● **Task description**
Decide whether each statement below agrees with the text on vaccination at Arizona long-term-care facilities: (a) Adults over the age of 65 account for 41% of COVID-19 related deaths in Pima County. (b) Tucson Place at Ventana Canyon will receive its first doses on Sunday, Jan. 24. (c) The state supplied a list showing which facilities have been vaccinated. For each, answer yes or no and quote the deciding words from the text.

● **Provided text**
*** Block opens ***
In Pima County alone, adults over the age of 65 make up 80% of COVID-19 related deaths and 41% of hospitalizations. Of the 1,422 deaths among county residents, over 350 — or 25% — have been residents of long-term-care facilities.

The Pharmacy Partnership for Long-Term Care Program, a partnership between the Centers for Disease Control, CVS and Walgreens, is facilitating on-site vaccination of residents and workers at over 2,000 Arizona skilled-nursing facilities.

All of Arizona’s long-term-care facilities have already received at least their first round of vaccinations and vaccinations at assisted-living facilities are underway, according to Arizona Department of Health Services Director Dr. Cara Christ. The state could not provide a list of which facilities have and have not been vaccinated.

Pima County officials said Friday that despite their efforts to obtain it, they also do not have access to federal data for congregate living facilities vaccinations. CVS and Walgreens officials did not immediately respond to requests for information, but according to the CDC website, there have been 17,290 doses administered in Arizona since Dec. 27.

Bill said the management at Cascades of Tucson, the facility where Mildred lives, has been working diligently to get answers, but they have not been given a timeline for when their residents and staff will be vaccinated. Rather than wait, Bill decided to try and get his mom registered through Pima County and Tucson Medical Center, but has not gotten an appointment yet.

The most frustrating part of this process for many elderly residents has been the lack of information, says Dana Kennedy, the AARP director for Arizona.

“Across the country, we are advocating for more transparency and for the release of information,” she said. “We thought this would be a more efficient and timely process to vaccinate these facilities. Did they overpromise?”

At the same time, Kennedy said, the state and county health departments continue to open up vaccinations for new groups, which continues to take away from people over the age of 65 and those who live in congregate care.

“The state went ahead and opened up these mega-sites, so we started vaccinating all these people all at once, but we haven’t even finished vaccinating the people that are highest risk. And there is a lot of frustration with that process,” she said. “It’s the older population that is more likely to have a bad outcome. So when you have a healthy person jumping the line and getting a vaccine when they’re not supposed to yet, they’re basically taking a vaccine from somebody who really needs it and who may not have a healthy outcome.”

Susan Ernsky said she has been eagerly waiting for the chance to have her mother, Lee Keaton, vaccinated. Like many other residents of assisted-living facilities, Keaton could not be with her family for the holidays and will now celebrate her 91st birthday, Jan. 24, alone.

“There are times when I just want to cry,” Ernsky said. “Her hearing is very bad, so it’s nearly impossible to have a conversation with her over the phone. I try to check in with her every day, but the conversation is limited to the essentials because it’s so hard to communicate with her. It’s been extremely isolating for her, and she’s declined a lot in the last year I think partly because of that lack of interaction.”

Ernsky said Keaton can’t walk on her own and needs assistance in almost every aspect of her daily life, except for eating.

Because of the decline in health that she’s experienced in the last year, Ernsky will be moving her to a smaller facility where she can get more one-on-one care, where luckily, she is scheduled to receive a vaccine on Feb. 3.

While many assisted-living facilities continue to wait for a vaccine clinic, other facilities, like the one that Keaton will move to, have announced that they have already received or are scheduled to receive their first dose of the vaccine. Tucson Place at Ventana Canyon, for example, will receive their first doses on Sunday, Jan. 24.

It’s unclear what the timeline looks like for the remainder of assisted living facilities, but state and county officials continue to encourage community members to be patient.
*** Block closes ***
● **Provided material**
*** Block opens ***
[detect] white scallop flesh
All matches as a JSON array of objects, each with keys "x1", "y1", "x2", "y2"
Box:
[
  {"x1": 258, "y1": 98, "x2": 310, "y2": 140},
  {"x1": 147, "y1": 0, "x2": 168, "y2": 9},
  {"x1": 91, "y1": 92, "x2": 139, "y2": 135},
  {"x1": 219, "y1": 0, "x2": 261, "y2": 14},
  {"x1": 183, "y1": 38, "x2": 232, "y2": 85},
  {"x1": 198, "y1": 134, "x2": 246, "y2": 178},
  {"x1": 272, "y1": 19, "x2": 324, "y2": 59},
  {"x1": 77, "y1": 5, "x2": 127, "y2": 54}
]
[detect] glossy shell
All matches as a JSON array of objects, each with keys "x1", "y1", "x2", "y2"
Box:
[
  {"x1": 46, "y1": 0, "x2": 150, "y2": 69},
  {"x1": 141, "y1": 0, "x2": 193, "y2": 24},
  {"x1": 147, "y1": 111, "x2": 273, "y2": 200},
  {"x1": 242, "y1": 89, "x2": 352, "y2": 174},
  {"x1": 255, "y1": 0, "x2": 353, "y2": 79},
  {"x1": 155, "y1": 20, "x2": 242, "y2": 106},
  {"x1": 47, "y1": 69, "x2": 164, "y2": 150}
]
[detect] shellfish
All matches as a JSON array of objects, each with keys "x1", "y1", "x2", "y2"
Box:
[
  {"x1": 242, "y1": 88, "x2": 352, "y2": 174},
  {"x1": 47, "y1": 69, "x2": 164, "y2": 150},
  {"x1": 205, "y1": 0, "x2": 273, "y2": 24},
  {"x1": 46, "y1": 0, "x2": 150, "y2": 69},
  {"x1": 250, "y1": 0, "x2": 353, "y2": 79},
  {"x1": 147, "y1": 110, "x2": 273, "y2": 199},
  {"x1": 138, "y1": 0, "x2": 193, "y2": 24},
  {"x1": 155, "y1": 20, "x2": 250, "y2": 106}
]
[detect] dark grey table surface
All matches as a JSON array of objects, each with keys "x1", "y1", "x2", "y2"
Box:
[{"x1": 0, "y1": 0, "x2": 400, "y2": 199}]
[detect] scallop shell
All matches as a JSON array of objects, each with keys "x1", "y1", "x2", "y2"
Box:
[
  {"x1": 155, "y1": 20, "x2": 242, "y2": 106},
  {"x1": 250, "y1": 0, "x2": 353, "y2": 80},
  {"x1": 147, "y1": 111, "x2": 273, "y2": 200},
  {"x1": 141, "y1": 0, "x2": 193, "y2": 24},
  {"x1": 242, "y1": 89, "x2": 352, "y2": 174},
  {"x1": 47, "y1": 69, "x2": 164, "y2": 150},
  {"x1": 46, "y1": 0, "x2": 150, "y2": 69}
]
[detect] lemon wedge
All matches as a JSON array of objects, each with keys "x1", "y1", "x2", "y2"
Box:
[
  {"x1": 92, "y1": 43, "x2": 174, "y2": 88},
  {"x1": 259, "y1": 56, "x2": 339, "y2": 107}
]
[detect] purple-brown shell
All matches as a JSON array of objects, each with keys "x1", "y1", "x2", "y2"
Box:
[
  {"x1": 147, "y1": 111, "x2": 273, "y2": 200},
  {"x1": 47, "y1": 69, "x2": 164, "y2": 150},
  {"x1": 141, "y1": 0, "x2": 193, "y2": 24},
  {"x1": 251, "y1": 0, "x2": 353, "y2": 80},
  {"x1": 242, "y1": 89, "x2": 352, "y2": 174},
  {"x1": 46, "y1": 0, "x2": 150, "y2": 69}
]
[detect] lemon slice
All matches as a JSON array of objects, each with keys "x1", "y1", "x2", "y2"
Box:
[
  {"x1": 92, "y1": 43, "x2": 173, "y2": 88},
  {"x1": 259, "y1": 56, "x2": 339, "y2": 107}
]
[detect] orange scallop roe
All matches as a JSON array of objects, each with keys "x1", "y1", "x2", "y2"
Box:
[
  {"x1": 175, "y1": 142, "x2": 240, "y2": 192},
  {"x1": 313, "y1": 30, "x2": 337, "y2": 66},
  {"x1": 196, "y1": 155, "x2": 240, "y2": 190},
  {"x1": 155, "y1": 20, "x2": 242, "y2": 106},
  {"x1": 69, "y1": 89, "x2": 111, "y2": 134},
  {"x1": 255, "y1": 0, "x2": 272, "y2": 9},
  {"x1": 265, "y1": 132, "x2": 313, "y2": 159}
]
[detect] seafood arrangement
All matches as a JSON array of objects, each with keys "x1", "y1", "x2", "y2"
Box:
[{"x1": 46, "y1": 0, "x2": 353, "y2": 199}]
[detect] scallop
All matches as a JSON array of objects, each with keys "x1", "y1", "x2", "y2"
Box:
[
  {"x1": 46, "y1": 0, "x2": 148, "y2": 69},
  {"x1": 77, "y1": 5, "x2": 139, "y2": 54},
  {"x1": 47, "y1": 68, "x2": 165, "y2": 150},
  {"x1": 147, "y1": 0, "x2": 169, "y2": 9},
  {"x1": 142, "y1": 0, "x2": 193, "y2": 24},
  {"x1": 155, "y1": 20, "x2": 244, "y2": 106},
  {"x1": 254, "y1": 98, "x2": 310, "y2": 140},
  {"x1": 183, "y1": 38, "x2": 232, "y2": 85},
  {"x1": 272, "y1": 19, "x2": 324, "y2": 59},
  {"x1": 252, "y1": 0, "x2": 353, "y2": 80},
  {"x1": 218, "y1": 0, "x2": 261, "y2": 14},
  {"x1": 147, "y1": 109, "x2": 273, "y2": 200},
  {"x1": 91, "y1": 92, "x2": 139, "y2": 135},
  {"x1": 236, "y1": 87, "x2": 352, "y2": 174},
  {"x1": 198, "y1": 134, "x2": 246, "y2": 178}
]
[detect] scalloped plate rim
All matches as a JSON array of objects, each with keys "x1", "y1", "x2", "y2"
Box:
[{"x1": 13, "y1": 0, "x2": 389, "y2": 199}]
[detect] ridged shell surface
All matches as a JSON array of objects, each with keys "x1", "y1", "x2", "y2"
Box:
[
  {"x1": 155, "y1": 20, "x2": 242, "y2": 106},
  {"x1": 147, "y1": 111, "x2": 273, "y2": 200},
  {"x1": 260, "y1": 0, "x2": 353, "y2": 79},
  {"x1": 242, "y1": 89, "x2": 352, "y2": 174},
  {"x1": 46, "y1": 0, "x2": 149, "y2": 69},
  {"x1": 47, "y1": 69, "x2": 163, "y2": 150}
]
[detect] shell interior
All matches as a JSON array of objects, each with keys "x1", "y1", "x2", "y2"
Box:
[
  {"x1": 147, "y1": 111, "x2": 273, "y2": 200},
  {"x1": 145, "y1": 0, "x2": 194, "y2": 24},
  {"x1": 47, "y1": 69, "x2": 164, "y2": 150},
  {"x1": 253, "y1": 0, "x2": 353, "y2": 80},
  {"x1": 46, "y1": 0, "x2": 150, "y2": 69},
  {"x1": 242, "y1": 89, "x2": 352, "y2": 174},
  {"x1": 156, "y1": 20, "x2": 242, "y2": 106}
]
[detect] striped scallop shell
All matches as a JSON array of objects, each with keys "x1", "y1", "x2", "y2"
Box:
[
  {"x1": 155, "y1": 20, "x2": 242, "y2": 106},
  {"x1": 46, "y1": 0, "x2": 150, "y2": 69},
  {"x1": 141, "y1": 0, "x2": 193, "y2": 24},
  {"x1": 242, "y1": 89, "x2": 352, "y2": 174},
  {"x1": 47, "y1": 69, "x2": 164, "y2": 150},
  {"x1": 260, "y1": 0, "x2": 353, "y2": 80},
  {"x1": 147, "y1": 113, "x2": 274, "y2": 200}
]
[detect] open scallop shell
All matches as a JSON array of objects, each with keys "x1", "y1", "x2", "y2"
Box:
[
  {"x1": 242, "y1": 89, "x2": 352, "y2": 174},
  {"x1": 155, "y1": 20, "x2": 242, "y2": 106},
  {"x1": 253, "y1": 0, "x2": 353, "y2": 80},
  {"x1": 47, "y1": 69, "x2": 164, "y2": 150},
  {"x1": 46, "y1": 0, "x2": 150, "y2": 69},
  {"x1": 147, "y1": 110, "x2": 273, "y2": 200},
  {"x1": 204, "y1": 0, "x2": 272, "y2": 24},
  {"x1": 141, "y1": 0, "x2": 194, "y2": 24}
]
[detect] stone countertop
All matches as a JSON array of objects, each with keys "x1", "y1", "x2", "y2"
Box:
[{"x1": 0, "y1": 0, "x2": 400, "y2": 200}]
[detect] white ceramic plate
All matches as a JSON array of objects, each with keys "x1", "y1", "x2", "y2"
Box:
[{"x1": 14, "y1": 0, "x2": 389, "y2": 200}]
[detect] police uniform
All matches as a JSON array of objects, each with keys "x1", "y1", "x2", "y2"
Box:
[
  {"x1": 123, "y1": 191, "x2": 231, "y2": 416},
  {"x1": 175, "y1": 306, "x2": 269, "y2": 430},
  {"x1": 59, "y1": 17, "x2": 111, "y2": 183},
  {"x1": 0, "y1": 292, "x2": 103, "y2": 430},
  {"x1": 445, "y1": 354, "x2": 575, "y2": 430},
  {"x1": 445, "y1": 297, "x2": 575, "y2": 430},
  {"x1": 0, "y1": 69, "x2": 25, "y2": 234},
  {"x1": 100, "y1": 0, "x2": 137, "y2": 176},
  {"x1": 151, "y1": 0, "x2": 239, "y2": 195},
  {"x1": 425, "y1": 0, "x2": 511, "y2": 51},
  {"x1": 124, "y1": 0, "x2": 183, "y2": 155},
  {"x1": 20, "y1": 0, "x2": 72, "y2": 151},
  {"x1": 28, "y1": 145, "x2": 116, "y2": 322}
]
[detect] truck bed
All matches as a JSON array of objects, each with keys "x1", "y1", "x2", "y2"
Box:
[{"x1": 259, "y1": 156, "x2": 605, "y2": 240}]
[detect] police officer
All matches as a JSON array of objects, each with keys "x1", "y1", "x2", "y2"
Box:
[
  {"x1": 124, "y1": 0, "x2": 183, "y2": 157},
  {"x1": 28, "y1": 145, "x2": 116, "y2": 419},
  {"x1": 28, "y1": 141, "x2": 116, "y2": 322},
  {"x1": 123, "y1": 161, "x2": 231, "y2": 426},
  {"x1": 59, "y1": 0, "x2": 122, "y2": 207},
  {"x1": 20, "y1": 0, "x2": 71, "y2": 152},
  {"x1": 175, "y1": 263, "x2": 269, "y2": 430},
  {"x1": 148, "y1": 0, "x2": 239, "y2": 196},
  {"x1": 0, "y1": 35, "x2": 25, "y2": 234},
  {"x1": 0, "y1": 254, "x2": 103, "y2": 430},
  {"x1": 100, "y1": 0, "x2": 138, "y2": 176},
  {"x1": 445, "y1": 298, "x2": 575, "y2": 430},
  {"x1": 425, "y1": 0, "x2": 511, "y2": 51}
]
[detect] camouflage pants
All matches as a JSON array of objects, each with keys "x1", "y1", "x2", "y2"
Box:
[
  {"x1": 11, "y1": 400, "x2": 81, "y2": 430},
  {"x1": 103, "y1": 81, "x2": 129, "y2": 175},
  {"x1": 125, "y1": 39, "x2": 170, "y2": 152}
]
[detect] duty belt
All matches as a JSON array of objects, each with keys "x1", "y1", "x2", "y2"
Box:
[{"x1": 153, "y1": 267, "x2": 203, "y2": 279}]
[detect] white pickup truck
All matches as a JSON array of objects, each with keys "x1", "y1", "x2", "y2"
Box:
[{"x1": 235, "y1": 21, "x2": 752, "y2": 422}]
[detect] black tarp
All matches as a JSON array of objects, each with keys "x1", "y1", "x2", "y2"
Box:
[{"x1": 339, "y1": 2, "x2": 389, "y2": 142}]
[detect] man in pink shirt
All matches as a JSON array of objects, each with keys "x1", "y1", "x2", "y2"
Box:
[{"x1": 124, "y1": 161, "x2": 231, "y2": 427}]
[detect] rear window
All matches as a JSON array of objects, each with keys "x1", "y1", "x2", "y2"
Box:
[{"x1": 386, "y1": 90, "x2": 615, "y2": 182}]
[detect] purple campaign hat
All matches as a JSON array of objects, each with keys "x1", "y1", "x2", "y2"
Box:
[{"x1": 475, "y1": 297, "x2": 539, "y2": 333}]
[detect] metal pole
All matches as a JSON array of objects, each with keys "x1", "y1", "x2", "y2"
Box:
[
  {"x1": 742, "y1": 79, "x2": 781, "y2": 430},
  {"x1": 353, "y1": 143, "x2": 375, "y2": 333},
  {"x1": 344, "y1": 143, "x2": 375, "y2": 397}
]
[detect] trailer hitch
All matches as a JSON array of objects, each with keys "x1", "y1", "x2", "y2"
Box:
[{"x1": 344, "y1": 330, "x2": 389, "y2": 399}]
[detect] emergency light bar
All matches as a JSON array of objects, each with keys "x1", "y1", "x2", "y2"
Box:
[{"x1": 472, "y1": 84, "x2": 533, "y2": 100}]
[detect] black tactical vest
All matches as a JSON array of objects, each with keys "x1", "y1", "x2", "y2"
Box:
*** Block closes ***
● **Response**
(a) No: "adults over the age of 65 make up 80% of COVID-19 related deaths and 41% of hospitalizations"
(b) Yes: "Tucson Place at Ventana Canyon, for example, will receive their first doses on Sunday, Jan. 24."
(c) No: "The state could not provide a list of which facilities have and have not been vaccinated."